(INSTRUCTIONS FOR THE TASK):
Only the lines from the one with "as in (258,258)" onward are wanted, through the last line of the entries, set down exactly.

(RECORDS FOR THE TASK):
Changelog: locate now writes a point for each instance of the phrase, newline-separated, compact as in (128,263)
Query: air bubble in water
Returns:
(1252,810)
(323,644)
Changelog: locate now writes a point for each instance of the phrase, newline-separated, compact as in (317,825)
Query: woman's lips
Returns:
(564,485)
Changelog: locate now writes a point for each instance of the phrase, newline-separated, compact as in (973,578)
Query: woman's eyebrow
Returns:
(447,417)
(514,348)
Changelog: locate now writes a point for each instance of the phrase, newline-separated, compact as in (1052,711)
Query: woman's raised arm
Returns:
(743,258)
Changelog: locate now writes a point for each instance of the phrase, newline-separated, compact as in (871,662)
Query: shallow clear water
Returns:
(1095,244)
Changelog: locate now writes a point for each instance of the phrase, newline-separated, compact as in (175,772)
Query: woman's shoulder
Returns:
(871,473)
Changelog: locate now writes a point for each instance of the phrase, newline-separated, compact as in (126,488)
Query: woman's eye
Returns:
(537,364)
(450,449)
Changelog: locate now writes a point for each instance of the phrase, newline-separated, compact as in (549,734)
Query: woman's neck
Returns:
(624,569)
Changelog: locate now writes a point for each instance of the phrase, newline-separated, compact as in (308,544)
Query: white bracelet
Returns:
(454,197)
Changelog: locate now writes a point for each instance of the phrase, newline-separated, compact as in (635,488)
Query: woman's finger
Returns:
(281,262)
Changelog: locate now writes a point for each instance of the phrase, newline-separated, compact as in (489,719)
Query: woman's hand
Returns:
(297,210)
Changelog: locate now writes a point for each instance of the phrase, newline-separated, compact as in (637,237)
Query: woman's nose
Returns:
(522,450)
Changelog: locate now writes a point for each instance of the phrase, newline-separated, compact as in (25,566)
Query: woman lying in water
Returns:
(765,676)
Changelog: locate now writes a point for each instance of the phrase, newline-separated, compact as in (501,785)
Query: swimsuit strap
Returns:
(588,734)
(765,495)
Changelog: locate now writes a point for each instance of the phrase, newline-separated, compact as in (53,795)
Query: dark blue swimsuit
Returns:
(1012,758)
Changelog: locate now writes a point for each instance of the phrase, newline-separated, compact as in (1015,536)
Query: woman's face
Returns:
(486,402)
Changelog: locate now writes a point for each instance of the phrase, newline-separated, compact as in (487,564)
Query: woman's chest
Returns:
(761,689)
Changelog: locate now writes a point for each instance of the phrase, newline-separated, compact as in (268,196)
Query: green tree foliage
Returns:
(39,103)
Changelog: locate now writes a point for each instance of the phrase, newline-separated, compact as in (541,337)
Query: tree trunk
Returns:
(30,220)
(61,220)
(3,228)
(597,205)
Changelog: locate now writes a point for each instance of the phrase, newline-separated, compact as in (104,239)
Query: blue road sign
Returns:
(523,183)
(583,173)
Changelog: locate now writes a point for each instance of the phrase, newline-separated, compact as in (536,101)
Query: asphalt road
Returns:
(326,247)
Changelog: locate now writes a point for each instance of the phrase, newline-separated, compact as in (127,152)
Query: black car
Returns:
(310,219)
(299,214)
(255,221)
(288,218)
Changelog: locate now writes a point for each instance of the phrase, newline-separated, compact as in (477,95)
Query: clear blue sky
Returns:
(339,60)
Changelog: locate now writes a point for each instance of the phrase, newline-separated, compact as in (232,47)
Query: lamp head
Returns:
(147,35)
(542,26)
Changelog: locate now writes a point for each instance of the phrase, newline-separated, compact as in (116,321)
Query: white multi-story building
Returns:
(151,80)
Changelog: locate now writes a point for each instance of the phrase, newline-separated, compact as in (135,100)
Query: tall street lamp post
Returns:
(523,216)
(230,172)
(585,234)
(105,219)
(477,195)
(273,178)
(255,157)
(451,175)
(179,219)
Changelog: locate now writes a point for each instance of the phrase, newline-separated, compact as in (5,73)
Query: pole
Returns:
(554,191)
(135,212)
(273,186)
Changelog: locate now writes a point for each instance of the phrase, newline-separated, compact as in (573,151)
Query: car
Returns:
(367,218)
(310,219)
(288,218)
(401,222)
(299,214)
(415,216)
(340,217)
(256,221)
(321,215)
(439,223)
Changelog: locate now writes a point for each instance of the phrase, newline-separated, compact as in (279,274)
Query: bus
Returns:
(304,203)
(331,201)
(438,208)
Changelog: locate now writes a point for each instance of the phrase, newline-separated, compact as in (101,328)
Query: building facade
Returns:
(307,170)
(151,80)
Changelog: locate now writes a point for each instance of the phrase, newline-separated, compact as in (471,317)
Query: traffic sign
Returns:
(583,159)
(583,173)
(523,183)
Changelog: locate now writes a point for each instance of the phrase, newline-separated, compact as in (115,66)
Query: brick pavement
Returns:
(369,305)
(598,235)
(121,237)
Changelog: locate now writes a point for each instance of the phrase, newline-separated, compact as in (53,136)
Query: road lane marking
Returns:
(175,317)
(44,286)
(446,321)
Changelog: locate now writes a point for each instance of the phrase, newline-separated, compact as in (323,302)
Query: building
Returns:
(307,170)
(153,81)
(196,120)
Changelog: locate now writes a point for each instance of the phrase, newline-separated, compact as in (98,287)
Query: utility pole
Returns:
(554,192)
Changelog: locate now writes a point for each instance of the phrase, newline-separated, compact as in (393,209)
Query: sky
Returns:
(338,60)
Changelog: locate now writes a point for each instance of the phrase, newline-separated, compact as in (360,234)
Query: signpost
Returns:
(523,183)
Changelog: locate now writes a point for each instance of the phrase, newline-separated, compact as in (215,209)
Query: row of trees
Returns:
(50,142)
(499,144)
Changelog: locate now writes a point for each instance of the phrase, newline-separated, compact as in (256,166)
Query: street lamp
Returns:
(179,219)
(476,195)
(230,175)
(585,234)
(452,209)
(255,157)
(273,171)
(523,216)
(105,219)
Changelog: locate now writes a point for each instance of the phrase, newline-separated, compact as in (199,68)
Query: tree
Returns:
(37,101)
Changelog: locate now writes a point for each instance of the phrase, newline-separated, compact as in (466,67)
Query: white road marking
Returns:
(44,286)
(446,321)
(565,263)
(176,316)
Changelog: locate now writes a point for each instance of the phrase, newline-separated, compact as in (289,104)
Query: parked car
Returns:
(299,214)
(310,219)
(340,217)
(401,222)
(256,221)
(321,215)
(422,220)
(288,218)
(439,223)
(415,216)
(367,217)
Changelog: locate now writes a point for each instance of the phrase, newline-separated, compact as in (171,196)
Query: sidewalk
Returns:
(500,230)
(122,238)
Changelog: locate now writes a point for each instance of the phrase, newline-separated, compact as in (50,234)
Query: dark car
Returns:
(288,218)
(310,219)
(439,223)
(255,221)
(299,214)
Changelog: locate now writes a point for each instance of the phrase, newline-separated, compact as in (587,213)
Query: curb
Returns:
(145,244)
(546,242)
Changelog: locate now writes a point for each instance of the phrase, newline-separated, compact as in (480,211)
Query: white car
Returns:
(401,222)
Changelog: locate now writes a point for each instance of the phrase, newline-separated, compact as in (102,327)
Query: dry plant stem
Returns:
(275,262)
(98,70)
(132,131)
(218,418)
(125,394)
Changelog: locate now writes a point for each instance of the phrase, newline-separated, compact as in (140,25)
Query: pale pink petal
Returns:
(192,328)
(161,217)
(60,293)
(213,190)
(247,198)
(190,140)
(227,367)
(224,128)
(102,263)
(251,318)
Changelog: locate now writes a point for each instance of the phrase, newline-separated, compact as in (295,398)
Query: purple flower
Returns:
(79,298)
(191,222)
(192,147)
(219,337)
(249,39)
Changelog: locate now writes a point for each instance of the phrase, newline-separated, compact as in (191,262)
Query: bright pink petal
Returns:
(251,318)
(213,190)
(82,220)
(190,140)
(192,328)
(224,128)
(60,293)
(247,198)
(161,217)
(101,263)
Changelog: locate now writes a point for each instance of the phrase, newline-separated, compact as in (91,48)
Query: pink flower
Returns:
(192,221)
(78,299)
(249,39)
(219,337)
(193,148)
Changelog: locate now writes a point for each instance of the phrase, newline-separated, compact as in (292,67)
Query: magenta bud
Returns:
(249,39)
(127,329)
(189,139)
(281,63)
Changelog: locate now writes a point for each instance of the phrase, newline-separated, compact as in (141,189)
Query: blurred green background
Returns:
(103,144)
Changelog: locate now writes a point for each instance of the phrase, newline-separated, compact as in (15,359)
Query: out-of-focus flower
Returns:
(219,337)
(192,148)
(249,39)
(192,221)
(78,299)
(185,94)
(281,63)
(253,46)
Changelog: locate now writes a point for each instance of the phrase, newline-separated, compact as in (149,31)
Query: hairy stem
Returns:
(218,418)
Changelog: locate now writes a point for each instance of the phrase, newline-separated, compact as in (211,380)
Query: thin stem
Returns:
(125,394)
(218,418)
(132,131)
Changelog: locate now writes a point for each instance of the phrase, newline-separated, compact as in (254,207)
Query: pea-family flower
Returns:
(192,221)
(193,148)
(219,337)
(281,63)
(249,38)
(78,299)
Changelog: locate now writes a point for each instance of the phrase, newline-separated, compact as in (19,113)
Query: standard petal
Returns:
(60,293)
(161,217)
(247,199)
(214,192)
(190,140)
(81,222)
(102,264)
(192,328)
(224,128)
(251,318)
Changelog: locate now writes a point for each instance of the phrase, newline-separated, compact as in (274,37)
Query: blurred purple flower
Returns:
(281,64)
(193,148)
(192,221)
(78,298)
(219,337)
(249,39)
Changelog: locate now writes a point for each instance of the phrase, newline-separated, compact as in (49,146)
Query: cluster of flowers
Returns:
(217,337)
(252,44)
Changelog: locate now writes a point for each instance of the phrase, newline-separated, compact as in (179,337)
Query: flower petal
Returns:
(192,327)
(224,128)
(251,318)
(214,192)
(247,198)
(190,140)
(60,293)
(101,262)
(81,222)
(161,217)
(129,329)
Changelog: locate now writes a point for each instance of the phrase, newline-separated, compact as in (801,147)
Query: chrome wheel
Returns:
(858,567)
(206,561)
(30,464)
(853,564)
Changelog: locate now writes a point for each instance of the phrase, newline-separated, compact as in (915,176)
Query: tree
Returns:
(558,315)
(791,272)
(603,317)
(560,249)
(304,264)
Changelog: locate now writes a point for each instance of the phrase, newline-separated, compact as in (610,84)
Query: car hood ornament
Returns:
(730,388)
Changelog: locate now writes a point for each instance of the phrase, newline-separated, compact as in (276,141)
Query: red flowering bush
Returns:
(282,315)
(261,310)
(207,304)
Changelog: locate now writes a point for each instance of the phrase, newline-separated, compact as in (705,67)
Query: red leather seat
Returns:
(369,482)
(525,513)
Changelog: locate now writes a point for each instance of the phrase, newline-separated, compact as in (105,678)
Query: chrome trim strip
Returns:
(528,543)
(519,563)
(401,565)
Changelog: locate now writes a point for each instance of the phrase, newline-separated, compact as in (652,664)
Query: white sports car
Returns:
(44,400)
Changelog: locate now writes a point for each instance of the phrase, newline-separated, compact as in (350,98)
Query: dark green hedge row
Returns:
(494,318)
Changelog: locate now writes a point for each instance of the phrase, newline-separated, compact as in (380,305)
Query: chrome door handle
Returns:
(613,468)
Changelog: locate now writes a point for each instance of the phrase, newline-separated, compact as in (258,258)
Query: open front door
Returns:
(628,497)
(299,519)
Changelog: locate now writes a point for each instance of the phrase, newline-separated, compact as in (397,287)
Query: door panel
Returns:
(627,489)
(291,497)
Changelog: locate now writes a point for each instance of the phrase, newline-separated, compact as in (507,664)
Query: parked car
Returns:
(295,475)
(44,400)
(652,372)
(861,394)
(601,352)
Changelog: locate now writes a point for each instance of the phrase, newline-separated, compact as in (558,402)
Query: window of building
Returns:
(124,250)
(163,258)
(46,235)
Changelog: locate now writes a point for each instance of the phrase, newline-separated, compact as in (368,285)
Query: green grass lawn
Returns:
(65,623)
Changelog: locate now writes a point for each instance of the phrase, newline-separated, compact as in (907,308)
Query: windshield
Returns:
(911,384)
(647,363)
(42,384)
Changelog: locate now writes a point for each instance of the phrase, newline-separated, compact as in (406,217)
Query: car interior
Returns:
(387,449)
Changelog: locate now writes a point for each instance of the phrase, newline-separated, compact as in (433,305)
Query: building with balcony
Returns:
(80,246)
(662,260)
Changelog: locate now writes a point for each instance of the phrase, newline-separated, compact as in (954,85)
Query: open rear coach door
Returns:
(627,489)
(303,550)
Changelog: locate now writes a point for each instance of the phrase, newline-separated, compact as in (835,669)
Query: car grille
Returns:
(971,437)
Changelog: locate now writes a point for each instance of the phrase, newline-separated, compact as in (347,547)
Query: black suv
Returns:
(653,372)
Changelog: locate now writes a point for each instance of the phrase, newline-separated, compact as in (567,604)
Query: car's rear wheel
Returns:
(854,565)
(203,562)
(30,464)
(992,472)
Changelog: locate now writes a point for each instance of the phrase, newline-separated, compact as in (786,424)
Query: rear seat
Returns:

(FULL ANSWER):
Changelog: locate now writes a point for each instance of the phrase, newline-separated, compact as in (258,258)
Query: open front door
Returns:
(628,497)
(299,519)
Changelog: locate now writes a point for each instance of the phrase, newline-separated, compact as in (397,287)
Query: door panel
Returns:
(627,489)
(291,497)
Changelog: locate now writes a point for each instance of the phrase, newline-separated, compact as in (507,664)
Query: parked car
Returns:
(295,475)
(44,400)
(652,372)
(861,394)
(601,352)
Changelog: locate now writes a point for each instance of the phrase, newline-separated, compact as in (558,402)
Query: window of building
Returns:
(124,250)
(163,258)
(46,235)
Changelog: locate now writes a point for each instance of the phrase, newline-separated, compact as in (368,285)
Query: green grass lawn
Returns:
(65,623)
Changelog: locate now writes a point for each instance of the phrase, newline-separated, compact as in (907,308)
Query: windshield
Returns:
(911,384)
(647,363)
(42,384)
Changelog: locate now writes a point for each instance of the phrase, newline-separated, compact as in (406,217)
Query: car interior
Returns:
(387,449)
Changelog: locate now writes a point for each instance of the phrase, newline-separated, compact as in (433,305)
Query: building with balcony
Returns:
(80,246)
(662,260)
Changelog: locate now writes a point for each instance of the phrase, newline-separated, compact as in (954,85)
Query: open rear coach door
Returns:
(627,489)
(303,550)
Changelog: locate now writes a point for each instance of the phrase, newline-separated, compact as in (835,669)
Query: car grille
Returns:
(971,437)
Changelog: locate now writes a point for each instance of the phrase, newline-separated, compact as in (347,547)
Query: black suv
Returns:
(653,372)
Changelog: locate now writes a point for each instance of the phrase, newline-separated, compact as in (567,604)
Query: car's rear wheel
Returns:
(854,565)
(203,562)
(30,464)
(992,472)
Changelog: locate now writes a point for each instance of the phrase, newline-separated, compact as in (786,424)
Query: rear seat
Returns:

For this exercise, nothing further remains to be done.